Source data –
++++++

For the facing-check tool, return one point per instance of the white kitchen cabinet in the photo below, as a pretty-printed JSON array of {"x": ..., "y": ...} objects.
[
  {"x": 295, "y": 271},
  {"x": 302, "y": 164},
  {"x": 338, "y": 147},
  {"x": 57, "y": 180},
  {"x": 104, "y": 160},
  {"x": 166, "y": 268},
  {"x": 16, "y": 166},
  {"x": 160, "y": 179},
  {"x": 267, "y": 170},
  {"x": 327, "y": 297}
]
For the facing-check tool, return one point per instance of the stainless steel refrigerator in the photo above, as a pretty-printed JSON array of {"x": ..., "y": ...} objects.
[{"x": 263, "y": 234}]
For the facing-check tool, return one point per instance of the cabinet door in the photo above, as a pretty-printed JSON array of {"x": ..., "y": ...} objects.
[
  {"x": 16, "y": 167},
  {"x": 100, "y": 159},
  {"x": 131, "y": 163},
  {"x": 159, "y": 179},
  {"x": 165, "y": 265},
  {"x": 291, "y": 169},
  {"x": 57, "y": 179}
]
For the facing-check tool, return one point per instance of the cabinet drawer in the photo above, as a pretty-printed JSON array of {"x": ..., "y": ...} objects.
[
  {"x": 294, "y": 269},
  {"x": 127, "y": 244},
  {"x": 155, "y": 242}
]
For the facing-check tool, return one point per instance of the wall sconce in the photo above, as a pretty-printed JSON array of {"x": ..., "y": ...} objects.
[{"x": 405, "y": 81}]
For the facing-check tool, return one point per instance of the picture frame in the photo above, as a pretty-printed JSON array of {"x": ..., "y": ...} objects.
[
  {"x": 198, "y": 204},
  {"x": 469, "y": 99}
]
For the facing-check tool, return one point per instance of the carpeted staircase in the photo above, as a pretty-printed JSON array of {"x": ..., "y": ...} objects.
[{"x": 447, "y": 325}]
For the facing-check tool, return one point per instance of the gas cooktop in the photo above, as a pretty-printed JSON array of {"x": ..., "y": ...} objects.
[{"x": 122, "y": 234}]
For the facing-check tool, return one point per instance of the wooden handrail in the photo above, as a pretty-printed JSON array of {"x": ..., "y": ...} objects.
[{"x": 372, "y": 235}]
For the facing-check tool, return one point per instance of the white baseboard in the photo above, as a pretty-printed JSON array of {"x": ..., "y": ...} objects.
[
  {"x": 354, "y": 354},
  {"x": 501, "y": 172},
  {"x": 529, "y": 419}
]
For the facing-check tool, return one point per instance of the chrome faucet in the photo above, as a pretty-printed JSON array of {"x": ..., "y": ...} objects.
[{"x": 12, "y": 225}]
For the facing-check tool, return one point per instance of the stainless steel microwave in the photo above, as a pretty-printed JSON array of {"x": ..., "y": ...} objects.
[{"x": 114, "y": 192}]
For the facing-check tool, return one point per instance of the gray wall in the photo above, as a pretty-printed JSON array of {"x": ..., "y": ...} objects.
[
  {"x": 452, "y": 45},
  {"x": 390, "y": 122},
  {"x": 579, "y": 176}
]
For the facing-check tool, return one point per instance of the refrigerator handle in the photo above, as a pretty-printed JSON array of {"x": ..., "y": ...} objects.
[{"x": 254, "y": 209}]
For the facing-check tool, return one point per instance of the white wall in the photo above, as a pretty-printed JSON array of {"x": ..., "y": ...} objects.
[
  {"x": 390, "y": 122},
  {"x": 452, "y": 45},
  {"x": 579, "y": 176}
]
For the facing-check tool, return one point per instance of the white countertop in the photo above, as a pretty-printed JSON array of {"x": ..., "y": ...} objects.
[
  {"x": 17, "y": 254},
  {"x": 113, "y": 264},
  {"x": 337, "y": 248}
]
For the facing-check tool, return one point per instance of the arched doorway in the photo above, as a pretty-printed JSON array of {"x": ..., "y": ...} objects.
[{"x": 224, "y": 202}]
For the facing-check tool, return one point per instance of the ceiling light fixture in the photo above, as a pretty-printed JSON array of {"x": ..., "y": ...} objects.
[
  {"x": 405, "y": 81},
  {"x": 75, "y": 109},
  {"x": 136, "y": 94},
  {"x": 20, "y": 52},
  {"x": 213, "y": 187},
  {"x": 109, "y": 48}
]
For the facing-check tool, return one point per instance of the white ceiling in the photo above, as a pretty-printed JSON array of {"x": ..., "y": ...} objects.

++++++

What you are asked to do – Beginning at the line that contains "of the arched", retype each line of the listing up to and including the last one, exactly as it stands, and nothing else.

Worked answer –
For the facing-check tool, return one point per instance of the arched doorway in the photo above, as a pretty-printed JSON array of {"x": ..., "y": ...} objects.
[{"x": 224, "y": 202}]
For the facing-check tool, return one point per instance of the ceiling light fixture in the photo above, as a pretty-printed JSON array of {"x": ..., "y": ...} objects.
[
  {"x": 405, "y": 81},
  {"x": 75, "y": 109},
  {"x": 136, "y": 94},
  {"x": 20, "y": 52},
  {"x": 213, "y": 187},
  {"x": 109, "y": 48}
]
For the facing-check tool, return one point per instance of the white ceiling in the photo above, as a pretty-printed JSON array of {"x": ..., "y": ...} objects.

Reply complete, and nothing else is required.